## Die Aufgabe
Übertrage diesen Satz aus dem Text über die „Dreigroschenoper“ ins Englische: „Nicolas Stemann hat im Kölner Schauspielhaus seine ungewöhnliche Brecht-Version aus Hannover (2002) wieder zum Leben erweckt.“

## Angezeigter Text
##########

Am Anfang war das Nichts. Dann erschufen die Götter das rote Sprachlichtband. Von da an sah man die im Licht, die im Dunklen sah man nicht. Und die düstere Welt dauerte an, sie gehörte ganz den sprechenden Leuchtdioden, die Texte ausspie, die in den Gehirnwindungen Töne erzeugten, sich zu Liedern von einem Haifisch und einem Messer verbanden, die Bilder erzeugten, die man zwar nicht sah, aber doch irgendwie kannte. Das Dunkel hielt an, quälende Minuten verstrichen, doch dann begann „Die Dreigroschenoper“, die Schauspieler wurden sichtbar, doch das Spruchband blieb. Nicolas Stemann hat im Kölner Schauspielhaus seine ungewöhnliche Brecht-Version aus Hannover (2002) wieder zum Leben erweckt.

##########

## Gewonnene Angaben

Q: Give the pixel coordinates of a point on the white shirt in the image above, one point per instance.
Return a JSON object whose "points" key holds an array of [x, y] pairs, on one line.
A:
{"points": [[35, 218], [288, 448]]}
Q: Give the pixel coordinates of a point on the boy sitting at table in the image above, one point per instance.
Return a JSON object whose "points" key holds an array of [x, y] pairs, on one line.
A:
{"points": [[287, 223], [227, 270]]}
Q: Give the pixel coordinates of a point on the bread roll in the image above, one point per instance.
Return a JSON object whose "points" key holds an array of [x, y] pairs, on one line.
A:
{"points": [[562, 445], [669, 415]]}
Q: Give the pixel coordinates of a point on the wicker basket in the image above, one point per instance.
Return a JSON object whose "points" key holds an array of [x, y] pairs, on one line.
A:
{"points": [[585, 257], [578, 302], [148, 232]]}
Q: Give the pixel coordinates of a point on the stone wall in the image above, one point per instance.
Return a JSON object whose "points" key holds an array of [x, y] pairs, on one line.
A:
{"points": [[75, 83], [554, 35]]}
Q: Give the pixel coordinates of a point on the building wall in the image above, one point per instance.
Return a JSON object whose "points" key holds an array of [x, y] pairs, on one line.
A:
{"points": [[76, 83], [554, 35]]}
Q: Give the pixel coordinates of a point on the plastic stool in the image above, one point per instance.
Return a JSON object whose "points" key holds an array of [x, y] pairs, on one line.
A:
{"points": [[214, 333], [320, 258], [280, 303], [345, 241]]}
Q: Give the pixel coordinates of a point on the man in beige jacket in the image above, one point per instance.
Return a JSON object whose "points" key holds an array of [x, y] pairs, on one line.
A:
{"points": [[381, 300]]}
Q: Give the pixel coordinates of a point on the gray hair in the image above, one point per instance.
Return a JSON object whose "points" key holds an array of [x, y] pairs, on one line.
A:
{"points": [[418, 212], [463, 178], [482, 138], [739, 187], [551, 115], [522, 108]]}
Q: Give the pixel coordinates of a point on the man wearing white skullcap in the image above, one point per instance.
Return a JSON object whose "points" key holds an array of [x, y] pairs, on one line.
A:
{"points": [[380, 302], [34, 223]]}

##########

## Lösung der Aufgabe
At the Cologne Schauspielhaus, Nicolas Stemann has brought his unusual Brecht version from Hanover (2002) back to life.